L’applicazione del meccanismo dell’inversione contabile comporta che il destinatario della cessione, se soggetto passivo d’imposta nel territorio dello Stato, è obbligato all’assolvimento dell’imposta, in luogo del cedente. Ciò, in deroga al principio di carattere generale secondo cui debitore d’imposta nei confronti dell’Erario, ai fini Iva, è il soggetto che effettua la cessione di beni o la (prestazione di servizi).

Quindi, i cedenti dei beni in argomento sono tenuti a emettere fattura senza addebito d’imposta, con l’osservanza delle disposizioni di cui agli articoli 21 e seguenti del Dpr n. 633/1972 e con l’indicazione della norma che prevede l’applicazione del reverse charge – articolo 17, comma 6, lettera c). Il committente dovrà, poi, integrare la fattura con l’indicazione dell’aliquota e della relativa imposta e annotarla nel registro delle fatture emesse o in quello dei corrispettivi (articoli 23 e 24, del Dpr 633/1972), entro il mese di ricevimento ovvero anche successivamente, ma comunque entro quindici giorni dal ricevimento e con riferimento al relativo mese. Il documento contabile, ai fini della detrazione, è annotato anche nel registro degli acquisti di ex art.25 Dpr 633/1972.

Fuori dall’ambito
Sono escluse dall’applicazione del meccanismo dell’inversione contabile le cessioni dei beni effettuate nella fase del commercio al dettaglio.
Ciò, in quanto, obiettivo della deroga richiesta dall’Italia, autorizzata dal Consiglio Ue, è quello di rendere debitore dell’Iva il cessionario “passivo”, per contrastare le frodi che si verificano, di regola, nelle cessioni che precedono il commercio al dettaglio, nel quale i beni sono venduti all’ultimo acquirente, ossia all’utilizzatore finale del ciclo distributivo.

Tra gli esclusi dall’applicazione del reverse charge per le cessioni di cellulari e microprocessori vi sono, inoltre, i soggetti che operano nel regime dei contribuenti minimi, disciplinato dall’articolo 1, commi da 96 a 117, della legge 244/2007.
Questi soggetti, infatti, sono esonerati dal versamento dell’imposta e dagli altri adempimenti previsti dal Dpr 633/1972, a eccezione degli obblighi di numerazione e conservazione delle fatture di acquisto e delle bollette doganali e degli obblighi da assolvere per le operazioni intra-Ue.
È previsto, tuttavia, l’obbligo di certificazione del corrispettivo, che dovrà essere adempiuto dal cedente senza recare l’addebito dell’imposta.

* Record elencati:
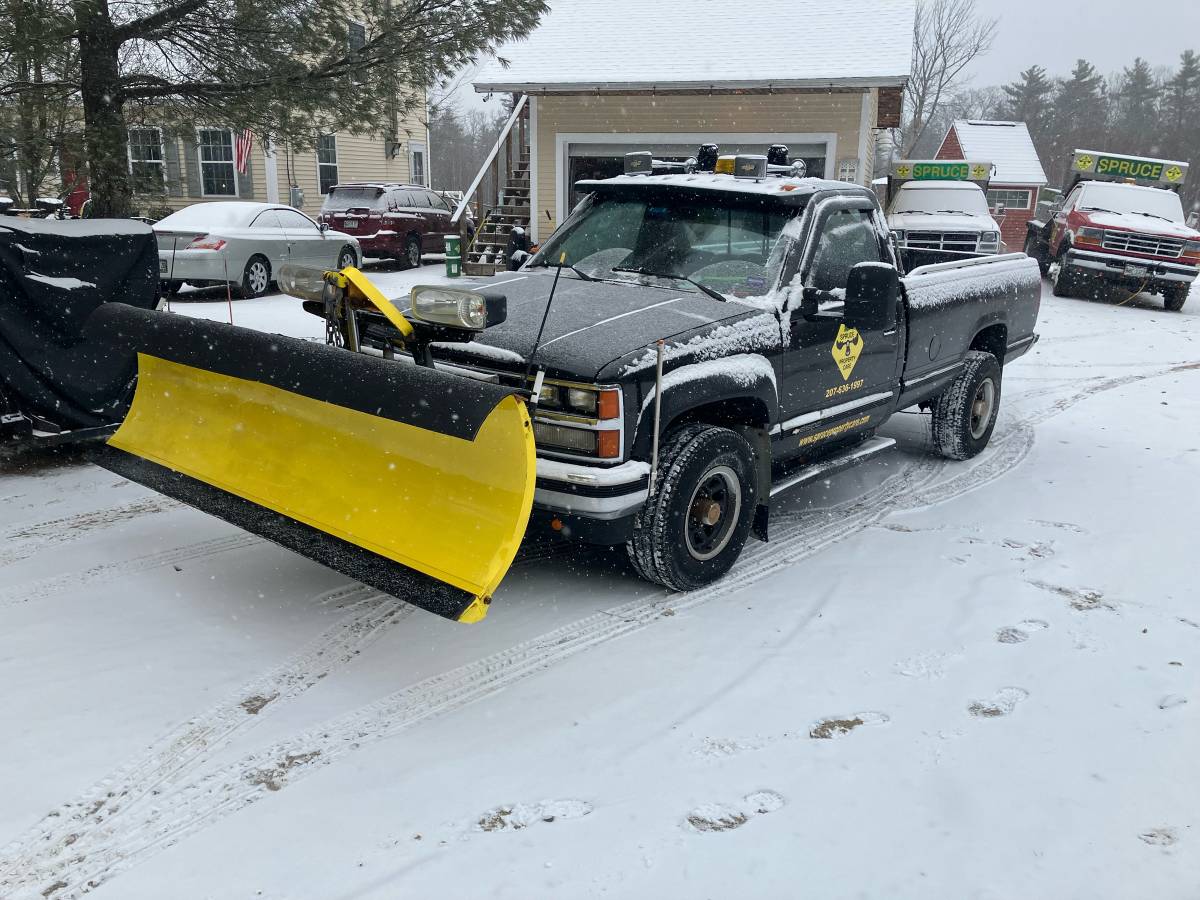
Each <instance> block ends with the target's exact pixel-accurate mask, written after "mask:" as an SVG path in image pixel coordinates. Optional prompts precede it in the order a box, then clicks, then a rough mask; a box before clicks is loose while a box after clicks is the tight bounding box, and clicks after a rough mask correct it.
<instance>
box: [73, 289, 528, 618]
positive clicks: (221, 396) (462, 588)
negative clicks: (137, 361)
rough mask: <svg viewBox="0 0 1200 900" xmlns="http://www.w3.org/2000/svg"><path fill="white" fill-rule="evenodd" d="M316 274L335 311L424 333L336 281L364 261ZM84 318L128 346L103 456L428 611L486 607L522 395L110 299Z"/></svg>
mask: <svg viewBox="0 0 1200 900" xmlns="http://www.w3.org/2000/svg"><path fill="white" fill-rule="evenodd" d="M326 281H328V282H329V283H330V286H331V287H335V288H340V289H341V290H342V292H343V293H342V294H341V298H342V300H344V302H342V301H340V304H341V305H342V308H343V312H350V316H349V319H350V322H353V305H359V306H362V305H367V304H368V305H371V306H376V307H378V308H379V310H380V312H383V313H384V314H385V316H388V318H389V319H394V320H395V319H396V317H398V319H400V322H403V324H406V325H408V326H409V328H408V334H409V336H412V335H413V334H414V325H415V326H416V329H415V330H416V331H420V330H421V324H420V323H409V322H408V320H407V319H404V317H403V314H402V313H400V311H398V310H397V308H396V307H395V306H394V305H392V304H390V301H386V300H385V299H383V298H382V295H378V292H374V293H376V294H377V296H378V299H380V300H383V302H382V304H379V302H376V299H377V298H373V296H371V295H370V294H368V293H366V292H362V290H360V289H355V288H353V287H350V288H349V289H347V288H348V287H349V286H354V284H355V282H359V281H361V282H365V283H366V284H367V286H370V282H367V280H366V278H365V276H362V275H361V272H358V271H356V270H343V272H328V274H326ZM372 290H374V289H373V287H372ZM350 300H353V301H355V302H354V304H353V305H352V302H350ZM397 324H398V323H397ZM88 328H89V330H91V331H92V332H95V334H96V335H97V336H101V335H102V336H106V337H107V340H109V341H115V342H118V343H119V344H120V346H121V347H122V348H125V349H126V350H127V352H136V353H137V359H138V385H137V390H136V392H134V397H133V403H132V406H131V409H130V413H128V415H127V416H126V419H125V421H124V422H122V425H121V426H120V428H119V430H118V432H116V433H115V434H114V436H113V437H112V438H110V439H109V440H108V442H107V445H104V446H103V448H101V449H100V450H98V452H97V462H98V463H100V464H101V466H104V467H106V468H109V469H112V470H113V472H116V473H118V474H120V475H122V476H125V478H128V479H130V480H132V481H136V482H138V484H142V485H145V486H148V487H151V488H152V490H156V491H158V492H161V493H164V494H167V496H169V497H174V498H176V499H179V500H181V502H184V503H186V504H188V505H192V506H194V508H197V509H199V510H202V511H205V512H210V514H212V515H215V516H217V517H220V518H223V520H226V521H227V522H230V523H232V524H235V526H238V527H240V528H242V529H245V530H247V532H251V533H253V534H257V535H259V536H263V538H266V539H268V540H271V541H274V542H276V544H278V545H281V546H283V547H287V548H289V550H293V551H295V552H298V553H300V554H302V556H306V557H308V558H311V559H314V560H317V562H319V563H323V564H324V565H326V566H329V568H331V569H335V570H337V571H341V572H343V574H344V575H347V576H349V577H353V578H355V580H358V581H361V582H364V583H366V584H370V586H372V587H374V588H378V589H379V590H383V592H386V593H389V594H392V595H396V596H398V598H401V599H403V600H407V601H409V602H412V604H413V605H415V606H419V607H421V608H425V610H427V611H430V612H434V613H437V614H439V616H443V617H445V618H450V619H455V620H458V622H478V620H479V619H481V618H484V616H485V614H486V612H487V607H488V605H490V602H491V595H492V593H493V592H494V590H496V588H497V587H498V584H499V582H500V580H502V578H503V577H504V574H505V572H506V571H508V569H509V566H510V565H511V563H512V559H514V557H515V556H516V552H517V550H518V547H520V544H521V539H522V536H523V534H524V530H526V526H527V522H528V517H529V512H530V509H532V506H533V494H534V482H535V478H536V472H535V456H534V444H533V427H532V422H530V419H529V413H528V410H527V408H526V398H524V396H523V395H522V394H521V392H520V391H517V390H516V389H509V388H503V386H500V385H498V384H492V383H487V382H479V380H474V379H470V378H464V377H461V376H456V374H450V373H445V372H440V371H437V370H434V368H432V367H424V366H418V365H413V364H412V362H410V361H408V360H388V359H379V358H376V356H371V355H366V354H362V353H353V352H349V350H348V349H347V348H342V347H336V346H326V344H318V343H313V342H311V341H300V340H296V338H290V337H284V336H281V335H266V334H263V332H259V331H252V330H248V329H241V328H235V326H230V325H226V324H218V323H212V322H206V320H200V319H191V318H186V317H181V316H175V314H166V313H158V312H149V311H140V310H134V308H132V307H128V306H124V305H121V304H109V305H106V306H104V307H103V308H101V310H98V311H97V312H96V313H94V316H92V318H91V319H90V320H89V323H88ZM402 334H403V332H402Z"/></svg>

* Le Sue istruzioni:
Trascriva testualmente il brano del testo sull'inversione contabile che comincia con "Tra gli esclusi" e prosegue fino a "recare l’addebito dell’imposta.".

* Risultato qui sotto:
Tra gli esclusi dall’applicazione del reverse charge per le cessioni di cellulari e microprocessori vi sono, inoltre, i soggetti che operano nel regime dei contribuenti minimi, disciplinato dall’articolo 1, commi da 96 a 117, della legge 244/2007.
Questi soggetti, infatti, sono esonerati dal versamento dell’imposta e dagli altri adempimenti previsti dal Dpr 633/1972, a eccezione degli obblighi di numerazione e conservazione delle fatture di acquisto e delle bollette doganali e degli obblighi da assolvere per le operazioni intra-Ue.
È previsto, tuttavia, l’obbligo di certificazione del corrispettivo, che dovrà essere adempiuto dal cedente senza recare l’addebito dell’imposta.